Description of the task:
Type the records that follow again exactly as written, but drop the pictures.

==== Material to process ====

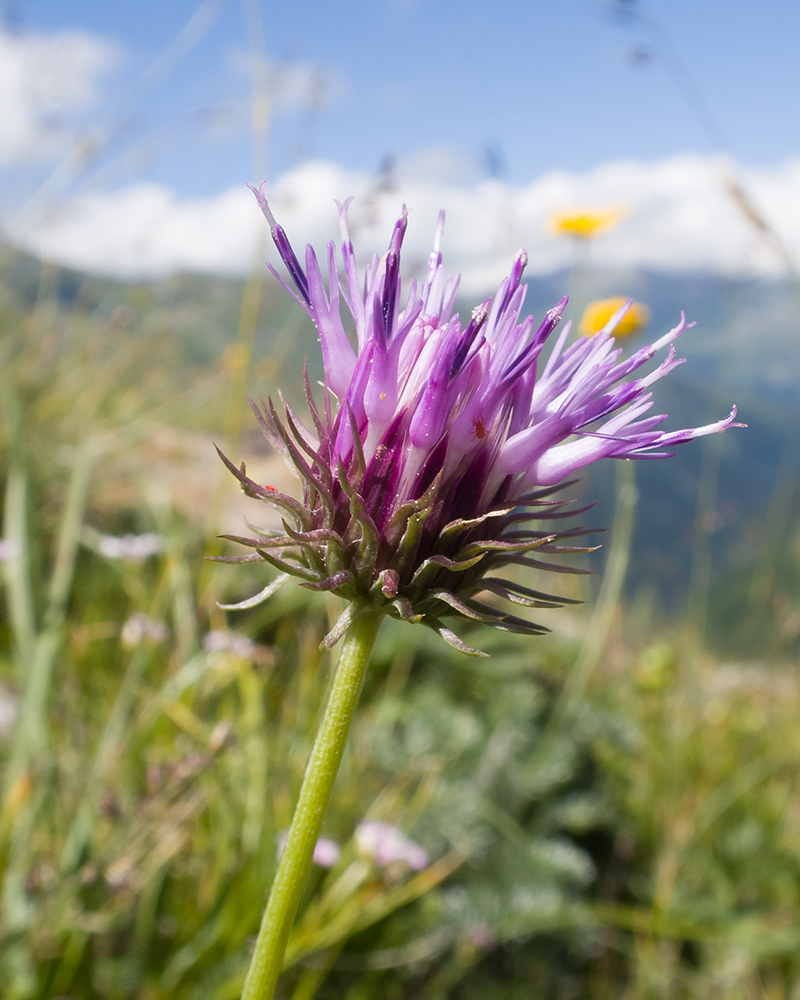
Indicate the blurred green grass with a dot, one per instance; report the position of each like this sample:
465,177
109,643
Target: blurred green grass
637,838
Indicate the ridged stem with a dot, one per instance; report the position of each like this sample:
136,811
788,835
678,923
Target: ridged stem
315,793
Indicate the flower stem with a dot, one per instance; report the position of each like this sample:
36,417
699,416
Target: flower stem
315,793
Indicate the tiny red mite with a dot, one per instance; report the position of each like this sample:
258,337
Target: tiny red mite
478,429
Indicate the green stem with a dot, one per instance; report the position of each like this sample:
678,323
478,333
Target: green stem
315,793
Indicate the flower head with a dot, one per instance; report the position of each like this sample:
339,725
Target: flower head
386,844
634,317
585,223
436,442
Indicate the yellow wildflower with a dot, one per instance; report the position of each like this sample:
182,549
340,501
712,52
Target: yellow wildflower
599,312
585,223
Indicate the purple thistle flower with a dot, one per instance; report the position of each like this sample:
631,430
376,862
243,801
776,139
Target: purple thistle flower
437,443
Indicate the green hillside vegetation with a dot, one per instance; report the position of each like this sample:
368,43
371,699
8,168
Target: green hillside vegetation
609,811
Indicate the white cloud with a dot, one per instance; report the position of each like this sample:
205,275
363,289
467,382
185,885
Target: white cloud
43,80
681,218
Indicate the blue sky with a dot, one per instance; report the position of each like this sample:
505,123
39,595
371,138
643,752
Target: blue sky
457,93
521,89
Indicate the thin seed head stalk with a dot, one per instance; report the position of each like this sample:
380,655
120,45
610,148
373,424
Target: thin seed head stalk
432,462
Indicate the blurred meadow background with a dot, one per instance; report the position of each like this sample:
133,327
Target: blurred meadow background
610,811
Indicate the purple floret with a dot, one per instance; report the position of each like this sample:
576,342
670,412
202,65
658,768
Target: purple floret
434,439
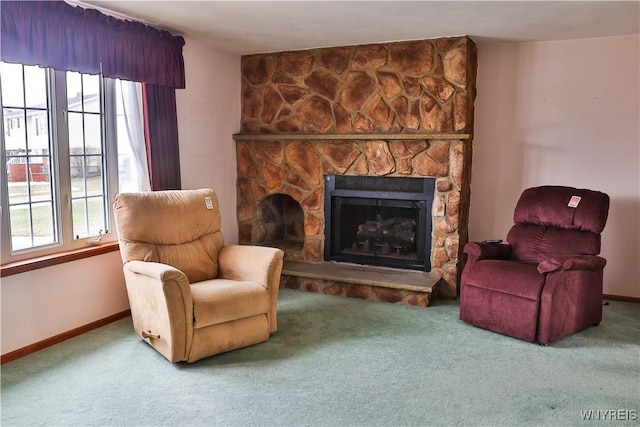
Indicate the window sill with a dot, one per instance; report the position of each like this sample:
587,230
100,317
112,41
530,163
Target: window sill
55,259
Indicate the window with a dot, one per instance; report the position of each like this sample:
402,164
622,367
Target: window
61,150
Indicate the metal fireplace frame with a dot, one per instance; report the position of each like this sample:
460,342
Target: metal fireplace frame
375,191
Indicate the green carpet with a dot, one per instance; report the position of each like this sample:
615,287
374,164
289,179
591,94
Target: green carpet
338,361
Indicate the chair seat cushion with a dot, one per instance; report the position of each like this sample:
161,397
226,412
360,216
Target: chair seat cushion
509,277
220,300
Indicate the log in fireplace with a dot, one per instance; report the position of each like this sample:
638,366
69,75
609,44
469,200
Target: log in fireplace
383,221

====

Your response:
Indicate the blurred green grass with a dot, one per instance; report the position of each like this sample:
465,177
109,643
Target: blurred green grass
637,838
Indicate the ridged stem with a dot, one per instance; report the position of each like this sample:
136,811
788,835
678,923
Target: ridged stem
315,793
Indicate the flower stem with a dot, one per instance; report the position of each like this sample:
36,417
699,416
Target: flower stem
315,793
Indicate the tiny red mite with a dot, one per instance; report the position of each like this sample:
258,337
Target: tiny red mite
478,429
Indicate the green stem with a dot, one per instance; report the position of each like this sample:
678,323
478,333
Target: green stem
315,793
Indicate the flower head with a dot, one per instance; report the position of each like this sample:
339,725
Target: flower head
386,844
634,317
585,223
436,442
Indicate the yellow wildflower with a dot, one per instance; report the position of each like this sample:
182,549
340,501
712,52
Target: yellow wildflower
599,312
585,223
Indicate the purple thistle flower with a dot, one per instance; report the position of each like this sample:
631,430
376,862
243,801
776,139
Target: purple thistle flower
437,443
Indicate the green hillside vegetation with a dot, one per instance; report the position of each like this sample:
368,43
371,699
8,168
Target: green hillside vegetation
609,811
Indicate the white cloud with a dot, one per instance; report the position of each like this sample:
205,275
363,289
467,382
185,885
Target: white cloud
43,80
681,218
Indicate the blue sky with a dot, one per instance; report the position of each like this sample:
505,123
39,595
371,138
643,752
Target: blue sky
457,93
521,89
Indicate the thin seed head stalk with a dot, one per instance; report the position of each like this sample:
380,655
120,45
610,148
373,424
Target: thin seed head stalk
432,462
Indicate the blurred meadow background with a dot, one per instance; report the position of each like this sample:
133,327
Target: blurred meadow background
610,811
Indicate the purple floret with a dot, one per instance; report the position of each like this sample:
576,342
670,412
202,65
658,768
Target: purple floret
434,439
Indicate the window sill with a dot, one per instance; report the position of each like this sample:
587,230
100,317
112,41
530,163
Target: window sill
55,259
Indicate the window with a dot, one per instance; report the position of each like this sample:
402,164
622,367
Target: window
61,150
Indicate the metal fireplace frame with a dot, one per instance; report the position of each like this sample:
460,342
Target: metal fireplace frame
375,191
Indicate the green carpet with a dot, one per instance; report the position of each like this sample:
615,287
374,164
289,179
591,94
Target: green carpet
338,361
Indicate the chair seat cushion with a dot, one per instance; report the position of each like this sample:
161,397
226,412
360,216
Target: chair seat cushion
509,277
220,300
Indicate the log in fireplace with a dot, one per instance; report the position of each like this sample:
638,366
69,75
609,44
469,200
Target: log in fireplace
383,221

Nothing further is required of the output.